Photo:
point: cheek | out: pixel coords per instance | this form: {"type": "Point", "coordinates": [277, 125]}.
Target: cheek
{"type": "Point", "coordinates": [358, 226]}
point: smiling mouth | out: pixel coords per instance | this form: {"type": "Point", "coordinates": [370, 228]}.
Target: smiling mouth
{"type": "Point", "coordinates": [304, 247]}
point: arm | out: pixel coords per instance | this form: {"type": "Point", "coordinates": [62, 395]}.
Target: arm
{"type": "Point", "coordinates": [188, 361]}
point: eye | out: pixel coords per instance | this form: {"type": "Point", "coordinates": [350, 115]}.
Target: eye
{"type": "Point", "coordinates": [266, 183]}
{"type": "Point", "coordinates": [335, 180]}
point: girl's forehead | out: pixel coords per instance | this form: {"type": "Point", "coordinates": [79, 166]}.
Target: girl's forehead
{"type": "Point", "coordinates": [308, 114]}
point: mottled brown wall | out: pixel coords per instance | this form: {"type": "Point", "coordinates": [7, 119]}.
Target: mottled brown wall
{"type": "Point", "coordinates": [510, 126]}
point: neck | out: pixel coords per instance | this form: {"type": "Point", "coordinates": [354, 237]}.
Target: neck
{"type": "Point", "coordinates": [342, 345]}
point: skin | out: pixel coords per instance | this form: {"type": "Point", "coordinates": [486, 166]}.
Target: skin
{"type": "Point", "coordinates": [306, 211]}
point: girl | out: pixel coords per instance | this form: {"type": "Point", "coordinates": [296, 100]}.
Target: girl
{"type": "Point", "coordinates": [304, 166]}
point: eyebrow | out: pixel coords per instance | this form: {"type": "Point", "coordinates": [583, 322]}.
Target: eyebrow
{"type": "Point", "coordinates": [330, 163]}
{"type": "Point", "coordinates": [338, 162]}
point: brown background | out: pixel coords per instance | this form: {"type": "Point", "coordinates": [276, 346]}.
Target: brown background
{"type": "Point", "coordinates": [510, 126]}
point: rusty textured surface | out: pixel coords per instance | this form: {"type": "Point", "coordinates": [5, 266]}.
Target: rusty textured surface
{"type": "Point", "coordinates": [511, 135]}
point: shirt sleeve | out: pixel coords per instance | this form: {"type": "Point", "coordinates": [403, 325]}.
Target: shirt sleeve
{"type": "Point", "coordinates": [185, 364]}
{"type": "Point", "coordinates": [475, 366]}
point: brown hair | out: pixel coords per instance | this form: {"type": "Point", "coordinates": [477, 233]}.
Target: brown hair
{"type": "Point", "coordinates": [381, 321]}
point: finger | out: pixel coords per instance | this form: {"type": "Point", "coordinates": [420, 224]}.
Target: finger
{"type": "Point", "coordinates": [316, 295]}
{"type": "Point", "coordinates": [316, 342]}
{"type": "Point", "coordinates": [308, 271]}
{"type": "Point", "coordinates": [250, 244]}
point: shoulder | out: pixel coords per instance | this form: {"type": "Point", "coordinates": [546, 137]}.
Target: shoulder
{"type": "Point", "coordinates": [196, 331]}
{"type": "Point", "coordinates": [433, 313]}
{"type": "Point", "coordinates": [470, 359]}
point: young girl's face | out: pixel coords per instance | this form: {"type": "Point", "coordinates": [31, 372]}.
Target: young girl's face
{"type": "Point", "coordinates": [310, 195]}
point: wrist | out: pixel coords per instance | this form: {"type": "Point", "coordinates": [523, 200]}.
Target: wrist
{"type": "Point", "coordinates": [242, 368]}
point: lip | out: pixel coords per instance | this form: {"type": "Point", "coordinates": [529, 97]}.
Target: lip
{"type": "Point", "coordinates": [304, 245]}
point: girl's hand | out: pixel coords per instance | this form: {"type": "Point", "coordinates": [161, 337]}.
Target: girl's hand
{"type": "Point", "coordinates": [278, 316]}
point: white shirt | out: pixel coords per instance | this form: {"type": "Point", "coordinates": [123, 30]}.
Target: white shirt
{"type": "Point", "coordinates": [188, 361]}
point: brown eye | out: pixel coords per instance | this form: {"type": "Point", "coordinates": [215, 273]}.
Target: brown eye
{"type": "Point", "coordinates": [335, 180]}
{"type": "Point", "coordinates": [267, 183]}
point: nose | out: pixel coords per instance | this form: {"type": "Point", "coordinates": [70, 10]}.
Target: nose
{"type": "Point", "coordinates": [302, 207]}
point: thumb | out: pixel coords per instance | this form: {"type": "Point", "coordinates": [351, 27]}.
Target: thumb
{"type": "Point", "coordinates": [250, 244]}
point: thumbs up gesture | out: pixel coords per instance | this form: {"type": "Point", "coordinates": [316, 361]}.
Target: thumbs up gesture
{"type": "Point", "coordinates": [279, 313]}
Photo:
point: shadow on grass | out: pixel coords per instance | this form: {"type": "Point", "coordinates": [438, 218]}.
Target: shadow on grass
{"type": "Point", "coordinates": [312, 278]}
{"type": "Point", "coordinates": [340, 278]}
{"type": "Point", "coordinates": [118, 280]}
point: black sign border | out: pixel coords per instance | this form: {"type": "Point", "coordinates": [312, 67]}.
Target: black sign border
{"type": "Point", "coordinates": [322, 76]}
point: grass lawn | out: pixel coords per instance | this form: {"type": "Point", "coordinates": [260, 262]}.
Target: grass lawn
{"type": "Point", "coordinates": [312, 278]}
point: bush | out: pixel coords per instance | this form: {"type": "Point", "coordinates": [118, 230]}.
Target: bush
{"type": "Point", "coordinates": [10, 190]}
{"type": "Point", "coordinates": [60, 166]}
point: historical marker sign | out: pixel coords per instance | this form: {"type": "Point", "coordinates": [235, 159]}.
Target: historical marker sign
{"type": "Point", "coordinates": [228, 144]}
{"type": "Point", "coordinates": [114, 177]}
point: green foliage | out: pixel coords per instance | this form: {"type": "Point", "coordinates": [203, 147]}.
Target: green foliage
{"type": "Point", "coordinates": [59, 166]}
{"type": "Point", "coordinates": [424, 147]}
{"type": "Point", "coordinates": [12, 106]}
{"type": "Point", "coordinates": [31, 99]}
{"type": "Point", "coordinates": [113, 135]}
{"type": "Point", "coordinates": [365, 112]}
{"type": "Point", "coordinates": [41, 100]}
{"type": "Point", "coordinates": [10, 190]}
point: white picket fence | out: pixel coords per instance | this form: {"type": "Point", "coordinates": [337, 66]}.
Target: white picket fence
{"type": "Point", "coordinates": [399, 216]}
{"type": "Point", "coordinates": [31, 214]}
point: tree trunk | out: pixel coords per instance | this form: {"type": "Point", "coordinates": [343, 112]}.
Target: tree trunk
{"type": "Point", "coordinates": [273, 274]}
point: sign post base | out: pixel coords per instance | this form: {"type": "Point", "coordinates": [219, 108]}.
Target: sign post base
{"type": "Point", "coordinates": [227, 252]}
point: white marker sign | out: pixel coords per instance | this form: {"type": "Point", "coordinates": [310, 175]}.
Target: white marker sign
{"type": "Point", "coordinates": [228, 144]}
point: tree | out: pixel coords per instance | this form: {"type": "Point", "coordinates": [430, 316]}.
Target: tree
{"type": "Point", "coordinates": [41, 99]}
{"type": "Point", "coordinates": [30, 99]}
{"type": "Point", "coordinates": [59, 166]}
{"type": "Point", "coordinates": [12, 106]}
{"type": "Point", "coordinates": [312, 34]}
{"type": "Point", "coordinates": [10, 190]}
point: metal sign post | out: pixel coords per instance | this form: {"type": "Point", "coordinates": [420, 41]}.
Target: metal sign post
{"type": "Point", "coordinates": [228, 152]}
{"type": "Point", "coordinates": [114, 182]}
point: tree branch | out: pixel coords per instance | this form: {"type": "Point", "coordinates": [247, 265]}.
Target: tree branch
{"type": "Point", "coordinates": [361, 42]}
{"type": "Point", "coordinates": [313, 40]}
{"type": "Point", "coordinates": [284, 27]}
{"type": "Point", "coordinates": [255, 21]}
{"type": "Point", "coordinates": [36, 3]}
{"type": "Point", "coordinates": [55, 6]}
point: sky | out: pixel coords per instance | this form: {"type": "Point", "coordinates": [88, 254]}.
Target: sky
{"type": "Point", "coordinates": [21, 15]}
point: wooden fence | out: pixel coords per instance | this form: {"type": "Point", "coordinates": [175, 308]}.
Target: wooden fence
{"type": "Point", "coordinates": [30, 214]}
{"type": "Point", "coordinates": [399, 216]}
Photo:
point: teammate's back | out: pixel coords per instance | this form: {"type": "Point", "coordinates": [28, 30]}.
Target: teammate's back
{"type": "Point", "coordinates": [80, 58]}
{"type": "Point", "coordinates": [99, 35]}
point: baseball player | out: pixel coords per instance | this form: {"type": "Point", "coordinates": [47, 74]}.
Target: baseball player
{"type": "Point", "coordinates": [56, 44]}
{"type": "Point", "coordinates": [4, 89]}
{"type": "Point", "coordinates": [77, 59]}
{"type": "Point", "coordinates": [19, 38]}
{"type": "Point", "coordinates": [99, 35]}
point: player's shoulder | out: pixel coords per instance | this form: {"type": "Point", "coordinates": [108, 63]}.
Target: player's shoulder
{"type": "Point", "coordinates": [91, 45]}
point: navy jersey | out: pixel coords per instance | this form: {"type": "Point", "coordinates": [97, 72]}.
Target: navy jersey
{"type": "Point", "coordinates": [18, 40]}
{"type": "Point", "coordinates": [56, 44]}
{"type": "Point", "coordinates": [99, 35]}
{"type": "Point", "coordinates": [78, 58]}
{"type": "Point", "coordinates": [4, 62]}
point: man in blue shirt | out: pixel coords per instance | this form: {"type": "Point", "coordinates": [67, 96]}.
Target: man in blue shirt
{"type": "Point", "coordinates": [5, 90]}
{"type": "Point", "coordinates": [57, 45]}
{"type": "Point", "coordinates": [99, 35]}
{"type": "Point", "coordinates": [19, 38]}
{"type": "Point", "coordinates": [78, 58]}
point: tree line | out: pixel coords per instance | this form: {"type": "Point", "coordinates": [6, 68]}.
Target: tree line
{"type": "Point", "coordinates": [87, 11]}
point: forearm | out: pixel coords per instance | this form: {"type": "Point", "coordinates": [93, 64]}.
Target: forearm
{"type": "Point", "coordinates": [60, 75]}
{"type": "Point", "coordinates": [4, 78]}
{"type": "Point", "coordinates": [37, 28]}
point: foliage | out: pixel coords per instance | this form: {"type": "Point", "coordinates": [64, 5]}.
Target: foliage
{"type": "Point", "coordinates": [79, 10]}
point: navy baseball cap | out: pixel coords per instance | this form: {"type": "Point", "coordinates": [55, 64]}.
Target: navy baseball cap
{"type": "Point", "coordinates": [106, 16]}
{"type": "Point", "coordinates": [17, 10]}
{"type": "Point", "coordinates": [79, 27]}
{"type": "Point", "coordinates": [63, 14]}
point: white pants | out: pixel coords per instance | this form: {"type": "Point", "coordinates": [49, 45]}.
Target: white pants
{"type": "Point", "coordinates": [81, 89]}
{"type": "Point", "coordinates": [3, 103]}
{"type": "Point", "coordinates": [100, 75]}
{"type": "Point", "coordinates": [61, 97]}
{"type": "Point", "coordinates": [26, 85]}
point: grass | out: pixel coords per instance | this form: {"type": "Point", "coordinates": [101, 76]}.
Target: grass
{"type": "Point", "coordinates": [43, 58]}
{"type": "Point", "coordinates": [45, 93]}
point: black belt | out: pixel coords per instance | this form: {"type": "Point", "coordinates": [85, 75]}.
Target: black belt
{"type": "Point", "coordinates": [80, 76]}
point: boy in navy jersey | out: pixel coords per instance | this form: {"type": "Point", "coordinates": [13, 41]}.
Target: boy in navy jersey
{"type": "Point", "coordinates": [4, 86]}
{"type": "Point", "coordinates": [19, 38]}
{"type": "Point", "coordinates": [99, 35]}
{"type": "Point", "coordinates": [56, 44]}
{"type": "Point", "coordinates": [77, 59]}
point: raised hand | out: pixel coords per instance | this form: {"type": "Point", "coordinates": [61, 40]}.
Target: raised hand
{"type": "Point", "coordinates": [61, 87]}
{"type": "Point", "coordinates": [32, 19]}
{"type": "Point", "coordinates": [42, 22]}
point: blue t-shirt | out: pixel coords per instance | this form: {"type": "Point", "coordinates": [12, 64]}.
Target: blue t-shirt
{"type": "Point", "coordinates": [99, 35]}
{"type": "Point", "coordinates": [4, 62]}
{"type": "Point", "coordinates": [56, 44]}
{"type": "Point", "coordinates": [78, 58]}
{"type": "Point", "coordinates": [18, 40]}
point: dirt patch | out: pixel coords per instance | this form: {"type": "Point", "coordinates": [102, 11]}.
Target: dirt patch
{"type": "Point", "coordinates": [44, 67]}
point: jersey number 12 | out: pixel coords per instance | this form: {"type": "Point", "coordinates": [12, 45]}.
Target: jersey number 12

■ To do ■
Copy out the range of lines above starting at the line with "point: navy jersey" and ending at the line with "point: man in", exactly and including both.

■ Answer section ■
point: navy jersey | out: pixel coords per instance | this form: {"type": "Point", "coordinates": [97, 72]}.
Target: navy jersey
{"type": "Point", "coordinates": [18, 40]}
{"type": "Point", "coordinates": [56, 44]}
{"type": "Point", "coordinates": [99, 35]}
{"type": "Point", "coordinates": [78, 58]}
{"type": "Point", "coordinates": [4, 62]}
point: man in blue shirt | out: pixel coords per instance | this form: {"type": "Point", "coordinates": [67, 96]}.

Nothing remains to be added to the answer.